◆ TASK DESCRIPTION: Reproduce every entry precisely as written.

(Entries taken from a collection)
***
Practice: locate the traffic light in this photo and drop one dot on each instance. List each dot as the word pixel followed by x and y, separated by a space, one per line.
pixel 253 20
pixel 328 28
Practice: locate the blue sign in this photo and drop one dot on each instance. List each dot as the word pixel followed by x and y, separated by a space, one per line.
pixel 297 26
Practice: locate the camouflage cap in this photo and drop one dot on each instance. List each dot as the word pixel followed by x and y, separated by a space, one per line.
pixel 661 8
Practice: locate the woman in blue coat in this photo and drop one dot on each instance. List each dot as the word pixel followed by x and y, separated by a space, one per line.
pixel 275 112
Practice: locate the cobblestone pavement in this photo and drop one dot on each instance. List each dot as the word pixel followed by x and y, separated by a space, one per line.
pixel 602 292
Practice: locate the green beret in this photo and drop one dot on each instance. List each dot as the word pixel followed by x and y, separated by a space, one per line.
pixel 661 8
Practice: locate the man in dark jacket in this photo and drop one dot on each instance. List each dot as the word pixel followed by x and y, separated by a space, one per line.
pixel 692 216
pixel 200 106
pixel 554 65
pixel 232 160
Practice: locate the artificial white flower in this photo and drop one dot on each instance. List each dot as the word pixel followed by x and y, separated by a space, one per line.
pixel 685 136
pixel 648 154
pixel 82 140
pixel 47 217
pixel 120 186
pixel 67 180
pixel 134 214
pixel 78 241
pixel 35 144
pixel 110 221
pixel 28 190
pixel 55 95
***
◆ RESULT FOR THIS TASK:
Practice: locate the traffic light in this photo and drop one dot on each instance. List each dot as the word pixel followed by x and y, separated by a space, one per line.
pixel 253 20
pixel 328 28
Practice: locate the blue sign in this photo and drop one dot on each instance. List each dot as the word pixel followed by x and y, separated by a space, one per line.
pixel 297 26
Practice: locate the camouflage cap in this photo and drop one dot on each instance. List each dot as the word pixel followed by x and y, separated by a space, one per line.
pixel 661 8
Practice: locate the woman in blue coat in this photo and drop one dot on each instance. List each dot as the word pixel followed by x and y, separated by a space, one per line.
pixel 275 112
Practice: locate the cobblestone pavement in this photo and drop one dot on each instance. List each dot as the word pixel followed by x and y, separated by a space, one per line.
pixel 602 292
Practice: locate the green beret in this photo and drop one dot on each instance. List each dot as the word pixel followed by x and y, separated by a space, one per line.
pixel 661 8
Practice: locate the man in dark jacket in this photo and drop one dot on each instance. List each dot as the word pixel followed by x and y, separated by a space, one per line.
pixel 692 216
pixel 200 106
pixel 554 65
pixel 232 160
Practice: locate the artificial white flower in this photo and drop one dot on each instance. List each dot as the word pixel followed by x and y, separated by a space, one per line.
pixel 685 136
pixel 648 154
pixel 82 140
pixel 47 217
pixel 120 186
pixel 67 180
pixel 134 214
pixel 78 241
pixel 35 144
pixel 110 221
pixel 28 190
pixel 55 95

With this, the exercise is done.